### Problem details
Reproduce the complete set of records exactly. No picture is to appear in the copy.

### Data to process
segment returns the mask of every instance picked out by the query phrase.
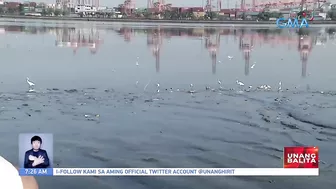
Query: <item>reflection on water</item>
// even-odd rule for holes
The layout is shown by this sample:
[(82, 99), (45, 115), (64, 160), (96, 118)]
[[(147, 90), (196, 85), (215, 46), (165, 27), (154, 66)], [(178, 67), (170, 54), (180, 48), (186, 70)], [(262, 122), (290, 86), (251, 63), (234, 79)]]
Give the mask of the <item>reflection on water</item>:
[[(88, 48), (91, 54), (96, 54), (99, 47), (103, 44), (100, 36), (101, 31), (115, 31), (129, 43), (137, 35), (147, 36), (147, 45), (155, 58), (156, 71), (160, 71), (161, 49), (171, 38), (181, 37), (198, 39), (209, 51), (212, 62), (212, 73), (216, 73), (216, 65), (221, 62), (218, 60), (221, 43), (227, 43), (230, 38), (234, 39), (241, 56), (245, 61), (244, 73), (249, 75), (251, 69), (251, 56), (253, 50), (264, 45), (271, 48), (278, 48), (279, 45), (287, 46), (288, 51), (297, 51), (302, 64), (302, 77), (307, 75), (307, 63), (309, 55), (314, 46), (324, 46), (328, 40), (334, 40), (335, 29), (322, 28), (311, 29), (301, 32), (297, 30), (281, 29), (240, 29), (240, 28), (167, 28), (167, 27), (112, 27), (98, 29), (81, 27), (47, 27), (47, 26), (22, 26), (22, 25), (2, 25), (0, 30), (3, 34), (24, 32), (26, 34), (54, 34), (56, 35), (55, 46), (70, 48), (76, 54), (78, 48)], [(301, 33), (300, 33), (301, 32)], [(332, 43), (335, 44), (335, 43)], [(275, 53), (275, 52), (274, 52)]]
[(96, 54), (102, 43), (99, 32), (94, 28), (61, 28), (55, 29), (55, 33), (57, 36), (55, 45), (72, 48), (74, 53), (80, 47), (87, 47), (92, 54)]
[(321, 149), (319, 177), (41, 177), (40, 188), (336, 184), (333, 29), (1, 24), (0, 151), (14, 163), (32, 130), (54, 134), (58, 167), (281, 167), (284, 146)]

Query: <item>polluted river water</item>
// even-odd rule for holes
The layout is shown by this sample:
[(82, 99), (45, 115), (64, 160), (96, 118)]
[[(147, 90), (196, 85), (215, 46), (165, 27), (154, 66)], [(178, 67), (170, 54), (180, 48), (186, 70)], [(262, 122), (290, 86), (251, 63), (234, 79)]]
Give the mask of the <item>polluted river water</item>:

### Exercise response
segment returns the mask of every instance picked out by the query phrase.
Query: <item>reflection on water</item>
// even-odd rule for holes
The layout is shown by this sample:
[(82, 99), (45, 115), (64, 160), (96, 118)]
[[(147, 90), (196, 85), (215, 46), (165, 27), (154, 66)], [(178, 67), (170, 54), (180, 48), (186, 70)], [(262, 122), (290, 86), (251, 63), (234, 79)]]
Give the mask of the <item>reflection on water</item>:
[[(88, 48), (91, 54), (96, 54), (99, 47), (103, 44), (100, 36), (101, 31), (115, 31), (129, 43), (137, 35), (147, 36), (147, 45), (155, 58), (156, 71), (160, 71), (161, 49), (171, 38), (181, 37), (198, 39), (209, 51), (212, 62), (212, 73), (216, 73), (216, 65), (221, 62), (218, 60), (221, 43), (227, 43), (230, 38), (234, 39), (241, 56), (245, 61), (244, 73), (249, 75), (251, 69), (251, 56), (253, 50), (264, 45), (271, 48), (278, 48), (279, 45), (287, 46), (288, 51), (297, 51), (302, 64), (302, 77), (307, 75), (307, 63), (309, 55), (314, 46), (324, 46), (328, 40), (334, 40), (335, 29), (322, 28), (311, 29), (301, 32), (297, 30), (281, 29), (240, 29), (240, 28), (167, 28), (167, 27), (112, 27), (98, 29), (81, 27), (47, 27), (47, 26), (22, 26), (22, 25), (2, 25), (0, 30), (3, 34), (24, 32), (26, 34), (54, 34), (56, 35), (55, 46), (70, 48), (76, 54), (78, 48)], [(301, 33), (300, 33), (301, 32)], [(332, 43), (335, 44), (335, 43)], [(275, 53), (275, 52), (274, 52)]]
[(96, 54), (102, 43), (99, 32), (94, 28), (61, 28), (55, 29), (55, 33), (57, 36), (55, 45), (72, 48), (74, 53), (80, 47), (87, 47), (92, 54)]
[(321, 149), (319, 177), (41, 177), (40, 188), (336, 184), (333, 29), (1, 24), (0, 151), (14, 163), (32, 130), (54, 134), (58, 167), (281, 167), (284, 146)]

Query: <item>polluted river water</item>
// even-odd rule for holes
The layout is shown by this sample:
[(82, 99), (45, 115), (64, 160), (96, 118)]
[[(147, 90), (196, 85), (215, 46), (165, 27), (154, 66)], [(178, 67), (170, 54), (180, 48), (186, 70)], [(262, 122), (290, 86), (251, 63), (234, 79)]]
Give the mask of the <item>polluted river water</item>:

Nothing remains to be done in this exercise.